# MoPac's Baby Deer Day Care is open



## mopac (Feb 24, 2011)

This is at least the 5th year in a row I have had baby deer in the back yard. Has not always been.
I have 2 living in the back yard. They are about 3 weeks old. They grow fast. Other mamma deer
drop their babies off in the morning and come and get their babies in the evening. The other day
I had 3 mammas and 5 babies. The babies were about 2 feet behind my picture wall. Should have
got the camera. Here is a pic of nap time at the day care today. There are 3 of them laying down for a nap. One is already out.


----------



## Fire21 (Mar 9, 2014)

Dang, they are SOOOO cute!! Do they do any damage to your yard?


----------



## mopac (Feb 24, 2011)

They really don't. I have a few bushes and plants and they never do eat them. My neighbors have
trouble with them. Last year one of them spent all day planting plants and the very next morning
the plants had all been eaten. They can certainly be destructive.

I get a kick watching them. The first one I saw this year was funny. Mamma deer was
walking around the yard and some kind of animal was following her. it was close to the ground and I thought it was a rabbit. Nope, it was a new born that could not even stand yet.

Listed entries —
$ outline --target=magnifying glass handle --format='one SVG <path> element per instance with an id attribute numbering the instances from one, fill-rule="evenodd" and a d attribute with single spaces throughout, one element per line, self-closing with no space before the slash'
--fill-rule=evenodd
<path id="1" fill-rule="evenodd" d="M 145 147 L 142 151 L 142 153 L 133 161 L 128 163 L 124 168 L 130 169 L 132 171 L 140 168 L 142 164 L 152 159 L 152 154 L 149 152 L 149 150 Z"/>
* * *
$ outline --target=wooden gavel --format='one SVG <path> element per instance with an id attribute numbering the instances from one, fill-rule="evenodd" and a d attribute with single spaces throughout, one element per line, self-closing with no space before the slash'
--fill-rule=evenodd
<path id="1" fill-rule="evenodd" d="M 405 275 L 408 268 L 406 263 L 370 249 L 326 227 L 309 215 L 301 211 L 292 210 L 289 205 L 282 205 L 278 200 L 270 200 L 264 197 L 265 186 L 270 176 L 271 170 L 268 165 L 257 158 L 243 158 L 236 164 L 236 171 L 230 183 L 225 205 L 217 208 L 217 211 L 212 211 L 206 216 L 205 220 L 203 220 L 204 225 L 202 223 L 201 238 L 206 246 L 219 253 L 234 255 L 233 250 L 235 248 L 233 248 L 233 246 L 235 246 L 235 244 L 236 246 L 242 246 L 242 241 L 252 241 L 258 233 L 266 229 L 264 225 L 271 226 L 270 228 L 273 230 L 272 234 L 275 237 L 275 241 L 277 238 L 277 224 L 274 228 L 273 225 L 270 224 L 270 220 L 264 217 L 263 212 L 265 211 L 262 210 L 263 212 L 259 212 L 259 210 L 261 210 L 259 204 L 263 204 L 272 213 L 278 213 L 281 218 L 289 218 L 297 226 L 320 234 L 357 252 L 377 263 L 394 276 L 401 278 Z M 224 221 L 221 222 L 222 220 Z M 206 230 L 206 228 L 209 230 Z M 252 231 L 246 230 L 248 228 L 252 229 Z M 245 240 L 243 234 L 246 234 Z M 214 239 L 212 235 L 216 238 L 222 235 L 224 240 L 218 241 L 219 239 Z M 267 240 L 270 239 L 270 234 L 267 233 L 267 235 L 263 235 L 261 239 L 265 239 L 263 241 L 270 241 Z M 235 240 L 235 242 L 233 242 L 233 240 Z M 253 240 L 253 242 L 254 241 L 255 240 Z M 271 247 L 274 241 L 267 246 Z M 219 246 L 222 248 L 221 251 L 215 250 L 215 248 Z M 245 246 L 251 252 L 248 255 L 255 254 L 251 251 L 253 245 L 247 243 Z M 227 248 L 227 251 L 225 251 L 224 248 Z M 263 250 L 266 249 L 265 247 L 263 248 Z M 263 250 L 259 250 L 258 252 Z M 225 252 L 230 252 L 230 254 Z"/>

Short task 1 —
Answer these questions using the forum thread about baby deer in a backyard.
(a) About how old are the two baby deer living in the back yard?
(b) How many mamma deer and babies were there "the other day"?
(c) What did the poster first think was following the mamma deer?
Short task 2 —
Go on with the forum thread about baby deer in a backyard, starting after its last sentence.

Answer 1 —
(a) About 3 weeks old.
(b) 3 mammas and 5 babies.
(c) A rabbit.

Answer 2 —
They are funny to watch when the babies realize they can run fast and jump. They run and jump like idiots. LOL, they are in that mode now.


----------



## AmFlyer (Mar 16, 2012)

They are liking the tall grasses, good cover for them.


----------



## Andy57 (Feb 7, 2020)

Nice picture. Some years the deer eat more of my garden than I do. A few years ago I set up my game camera to see how many deer were coming around. This is one of the photos I got. I didn't know I was missing any pears.


----------



## flyernut (Oct 31, 2010)

Deer, the other white meat!!!!.. I gave up hunting back in 1982, and gave all my guns to my younger son.


----------



## mopac (Feb 24, 2011)

Andy, is that a coyote? I have seen one in my yard and it was the middle of the day. My wife called
the conservation dept and wanted to know if the coyote was a threat to our golden retrievers. They
told her a coyote would be more apt to be playing with the dogs. They did say a small dog could be
in trouble.

Nice pic.


----------



## mopac (Feb 24, 2011)

Tom, I do let the back yard grow for them. Another 2 or 3 weeks the deer will be gone and I will cut the back yard.


----------



## AmFlyer (Mar 16, 2012)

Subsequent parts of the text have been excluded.